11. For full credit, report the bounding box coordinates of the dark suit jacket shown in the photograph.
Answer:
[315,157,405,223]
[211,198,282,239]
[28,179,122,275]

Given request =
Can you format the records above as a two-column CSV with the header record_text,answer and one row per record? Put the record's text in the first field and its answer in the second, quote each field, and turn any line breaks into spaces.

Answer in full =
record_text,answer
"11. For full credit, report the bounding box coordinates of the dark suit jacket shown in the photograph. Answer:","[315,157,405,223] [211,198,282,239] [28,179,122,275]"